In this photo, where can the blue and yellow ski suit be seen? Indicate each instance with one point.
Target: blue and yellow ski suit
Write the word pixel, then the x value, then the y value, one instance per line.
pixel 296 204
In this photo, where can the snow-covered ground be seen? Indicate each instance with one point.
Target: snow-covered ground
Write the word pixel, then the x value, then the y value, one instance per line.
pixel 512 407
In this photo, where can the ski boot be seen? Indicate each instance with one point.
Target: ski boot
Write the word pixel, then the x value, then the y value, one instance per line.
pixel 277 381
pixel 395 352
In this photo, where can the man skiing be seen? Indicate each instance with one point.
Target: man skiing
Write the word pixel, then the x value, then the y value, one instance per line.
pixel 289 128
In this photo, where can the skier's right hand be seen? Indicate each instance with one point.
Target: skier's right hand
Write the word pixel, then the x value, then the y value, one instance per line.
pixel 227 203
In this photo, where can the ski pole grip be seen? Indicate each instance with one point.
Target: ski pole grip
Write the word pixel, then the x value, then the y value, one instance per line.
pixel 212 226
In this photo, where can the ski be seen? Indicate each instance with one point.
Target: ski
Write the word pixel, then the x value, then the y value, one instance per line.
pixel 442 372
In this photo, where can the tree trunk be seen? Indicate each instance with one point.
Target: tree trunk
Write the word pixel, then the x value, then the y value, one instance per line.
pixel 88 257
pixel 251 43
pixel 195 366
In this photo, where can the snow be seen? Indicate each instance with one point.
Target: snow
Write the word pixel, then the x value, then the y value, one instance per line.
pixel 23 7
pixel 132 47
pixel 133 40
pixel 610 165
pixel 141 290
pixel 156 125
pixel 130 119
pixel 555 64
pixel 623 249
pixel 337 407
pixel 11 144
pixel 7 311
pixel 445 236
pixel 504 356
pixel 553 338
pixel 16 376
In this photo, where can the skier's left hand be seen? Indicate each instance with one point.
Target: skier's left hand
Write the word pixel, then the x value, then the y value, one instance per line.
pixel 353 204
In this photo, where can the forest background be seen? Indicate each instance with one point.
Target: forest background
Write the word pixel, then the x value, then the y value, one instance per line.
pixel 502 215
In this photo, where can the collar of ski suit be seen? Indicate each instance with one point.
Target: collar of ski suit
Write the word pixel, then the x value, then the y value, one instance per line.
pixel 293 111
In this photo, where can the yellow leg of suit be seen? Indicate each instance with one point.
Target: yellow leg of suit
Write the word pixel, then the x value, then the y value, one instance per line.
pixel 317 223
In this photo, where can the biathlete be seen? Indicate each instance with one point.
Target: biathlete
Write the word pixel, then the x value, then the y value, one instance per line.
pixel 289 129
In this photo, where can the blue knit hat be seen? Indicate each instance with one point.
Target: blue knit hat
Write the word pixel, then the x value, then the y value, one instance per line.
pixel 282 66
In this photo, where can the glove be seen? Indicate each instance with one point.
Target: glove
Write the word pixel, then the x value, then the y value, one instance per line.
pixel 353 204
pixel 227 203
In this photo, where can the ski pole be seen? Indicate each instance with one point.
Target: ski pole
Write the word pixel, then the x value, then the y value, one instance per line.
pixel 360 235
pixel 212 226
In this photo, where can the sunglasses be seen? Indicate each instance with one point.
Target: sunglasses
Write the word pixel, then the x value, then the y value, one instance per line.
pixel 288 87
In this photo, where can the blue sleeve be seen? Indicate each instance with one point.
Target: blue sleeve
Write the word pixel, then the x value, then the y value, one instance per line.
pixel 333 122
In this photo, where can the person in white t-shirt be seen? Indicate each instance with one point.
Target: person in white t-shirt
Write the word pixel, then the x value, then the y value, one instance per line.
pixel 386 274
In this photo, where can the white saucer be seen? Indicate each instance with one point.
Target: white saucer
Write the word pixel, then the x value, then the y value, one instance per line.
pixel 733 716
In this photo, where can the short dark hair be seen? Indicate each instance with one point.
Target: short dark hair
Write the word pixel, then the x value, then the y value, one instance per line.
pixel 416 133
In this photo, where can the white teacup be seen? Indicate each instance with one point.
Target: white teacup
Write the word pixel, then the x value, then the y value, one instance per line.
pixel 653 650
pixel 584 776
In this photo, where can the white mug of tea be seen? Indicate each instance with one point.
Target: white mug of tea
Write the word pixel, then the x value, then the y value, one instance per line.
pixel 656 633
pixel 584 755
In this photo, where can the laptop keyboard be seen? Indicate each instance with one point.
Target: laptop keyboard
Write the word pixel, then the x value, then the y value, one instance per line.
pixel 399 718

--

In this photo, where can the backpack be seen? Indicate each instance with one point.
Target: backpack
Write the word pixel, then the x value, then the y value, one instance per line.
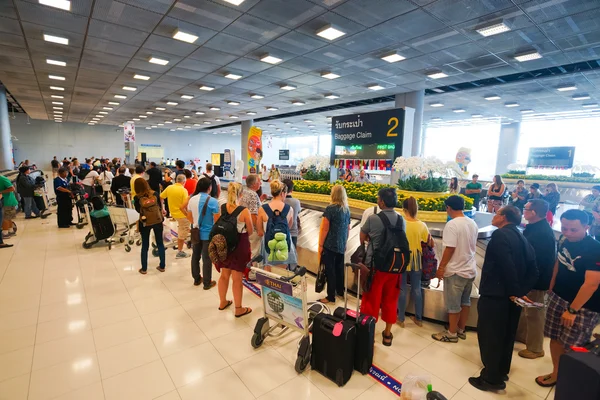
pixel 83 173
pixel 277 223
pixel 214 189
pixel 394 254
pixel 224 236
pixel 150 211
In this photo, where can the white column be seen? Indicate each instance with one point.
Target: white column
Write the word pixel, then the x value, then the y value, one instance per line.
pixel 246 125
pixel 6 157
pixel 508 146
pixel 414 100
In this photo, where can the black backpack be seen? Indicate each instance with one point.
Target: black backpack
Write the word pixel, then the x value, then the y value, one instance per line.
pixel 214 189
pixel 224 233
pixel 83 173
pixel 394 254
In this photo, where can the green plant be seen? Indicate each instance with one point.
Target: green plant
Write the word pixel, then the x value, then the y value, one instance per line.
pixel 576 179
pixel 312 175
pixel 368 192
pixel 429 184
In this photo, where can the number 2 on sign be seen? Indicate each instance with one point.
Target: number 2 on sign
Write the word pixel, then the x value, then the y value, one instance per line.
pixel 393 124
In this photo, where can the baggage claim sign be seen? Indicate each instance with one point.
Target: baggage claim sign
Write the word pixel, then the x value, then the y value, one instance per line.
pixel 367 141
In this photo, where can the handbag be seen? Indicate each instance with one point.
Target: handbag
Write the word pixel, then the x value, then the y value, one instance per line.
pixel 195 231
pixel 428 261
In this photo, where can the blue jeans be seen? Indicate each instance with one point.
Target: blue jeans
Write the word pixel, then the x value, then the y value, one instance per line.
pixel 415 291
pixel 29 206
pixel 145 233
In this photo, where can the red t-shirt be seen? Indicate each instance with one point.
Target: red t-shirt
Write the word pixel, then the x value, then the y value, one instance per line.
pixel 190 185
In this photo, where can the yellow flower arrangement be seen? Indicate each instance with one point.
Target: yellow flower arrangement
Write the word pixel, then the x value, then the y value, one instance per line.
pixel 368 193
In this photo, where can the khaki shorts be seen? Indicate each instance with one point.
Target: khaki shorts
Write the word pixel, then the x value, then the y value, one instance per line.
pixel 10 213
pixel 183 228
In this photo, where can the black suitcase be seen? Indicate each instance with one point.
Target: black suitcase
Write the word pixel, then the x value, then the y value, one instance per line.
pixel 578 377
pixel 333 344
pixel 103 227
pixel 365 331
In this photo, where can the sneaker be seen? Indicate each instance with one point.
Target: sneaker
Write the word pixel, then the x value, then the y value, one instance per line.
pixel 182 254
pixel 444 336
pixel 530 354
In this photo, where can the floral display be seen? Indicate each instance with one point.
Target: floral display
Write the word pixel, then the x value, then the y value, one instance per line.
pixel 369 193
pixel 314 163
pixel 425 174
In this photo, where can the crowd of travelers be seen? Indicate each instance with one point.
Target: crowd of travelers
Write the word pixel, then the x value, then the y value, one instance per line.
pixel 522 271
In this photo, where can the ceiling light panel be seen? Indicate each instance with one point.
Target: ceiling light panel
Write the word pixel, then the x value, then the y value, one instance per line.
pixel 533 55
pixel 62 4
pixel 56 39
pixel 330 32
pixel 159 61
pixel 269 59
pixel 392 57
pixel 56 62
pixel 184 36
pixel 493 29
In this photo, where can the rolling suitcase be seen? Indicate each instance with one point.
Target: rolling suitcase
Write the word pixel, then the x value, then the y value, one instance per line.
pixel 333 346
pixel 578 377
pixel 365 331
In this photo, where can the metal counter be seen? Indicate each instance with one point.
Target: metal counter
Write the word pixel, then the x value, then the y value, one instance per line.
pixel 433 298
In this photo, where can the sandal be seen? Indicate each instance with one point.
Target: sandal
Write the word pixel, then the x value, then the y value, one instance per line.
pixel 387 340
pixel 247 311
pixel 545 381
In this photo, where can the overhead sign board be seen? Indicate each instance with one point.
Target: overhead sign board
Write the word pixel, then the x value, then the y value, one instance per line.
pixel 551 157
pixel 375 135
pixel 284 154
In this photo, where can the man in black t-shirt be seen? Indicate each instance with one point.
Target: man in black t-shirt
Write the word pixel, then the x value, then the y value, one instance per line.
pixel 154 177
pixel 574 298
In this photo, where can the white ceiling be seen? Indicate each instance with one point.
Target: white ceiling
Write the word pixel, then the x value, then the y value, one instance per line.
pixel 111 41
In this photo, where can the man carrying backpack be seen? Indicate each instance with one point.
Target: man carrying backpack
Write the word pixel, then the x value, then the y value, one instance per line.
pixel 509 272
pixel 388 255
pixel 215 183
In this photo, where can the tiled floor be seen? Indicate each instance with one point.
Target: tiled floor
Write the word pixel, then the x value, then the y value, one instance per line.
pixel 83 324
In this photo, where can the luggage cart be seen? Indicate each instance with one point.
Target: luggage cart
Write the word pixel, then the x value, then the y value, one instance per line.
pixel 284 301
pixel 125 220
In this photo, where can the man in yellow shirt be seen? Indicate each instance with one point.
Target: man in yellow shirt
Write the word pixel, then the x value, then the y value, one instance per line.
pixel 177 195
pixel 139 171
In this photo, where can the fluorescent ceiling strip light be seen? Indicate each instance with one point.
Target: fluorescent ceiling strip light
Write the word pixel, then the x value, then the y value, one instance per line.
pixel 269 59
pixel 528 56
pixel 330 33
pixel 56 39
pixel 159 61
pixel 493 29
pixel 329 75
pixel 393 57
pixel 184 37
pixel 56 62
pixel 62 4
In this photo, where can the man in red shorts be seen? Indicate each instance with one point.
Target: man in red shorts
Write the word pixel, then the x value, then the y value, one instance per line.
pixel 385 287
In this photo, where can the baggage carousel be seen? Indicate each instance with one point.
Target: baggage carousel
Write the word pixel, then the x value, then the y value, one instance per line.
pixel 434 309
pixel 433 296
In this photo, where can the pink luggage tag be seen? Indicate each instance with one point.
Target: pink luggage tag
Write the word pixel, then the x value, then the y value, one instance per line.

- Problem details
Retype verbatim the rows starting at the line containing "In this photo, where can the green" and ending at the line containing "pixel 368 193", including both of those lines.

- Response to the exercise
In this photo, where can the green plant be seen? Indicate each instance with one point.
Target: green plant
Write the word pixel, then the x value, then the y value, one instance per line.
pixel 576 179
pixel 312 175
pixel 368 192
pixel 429 184
In this photo, where can the number 2 on sign be seen? Indicate each instance with one point.
Target: number 2 on sign
Write the word pixel, then the x value, then the y value, one instance per line.
pixel 393 124
In this photo, where can the baggage claim sign be seen? Indicate each instance with one point.
Target: baggage claim sign
Write the word pixel, then the x value, then the y value, one instance per line.
pixel 367 141
In this photo, where can the handbag be seen? Indicate each instance with one point.
Target: handbag
Write the word pixel, then the x value, then the y value, one instance per line.
pixel 195 231
pixel 428 261
In this photo, where can the blue jeans be seen? Indicate each instance with one point.
Target: blue jeans
Write the word pixel, then the x value, then the y value, one instance per line.
pixel 415 291
pixel 29 206
pixel 145 233
In this photo, where can the red t-shirt be seen? Indicate each instance with one point.
Target: red t-shirt
Write the word pixel, then the x value, then the y value, one instance per line.
pixel 190 185
In this photo, where can the yellow flower arrangement be seen? Indicate each instance with one point.
Target: yellow flower arrangement
Write the word pixel, then the x value, then the y value, one instance per line.
pixel 368 193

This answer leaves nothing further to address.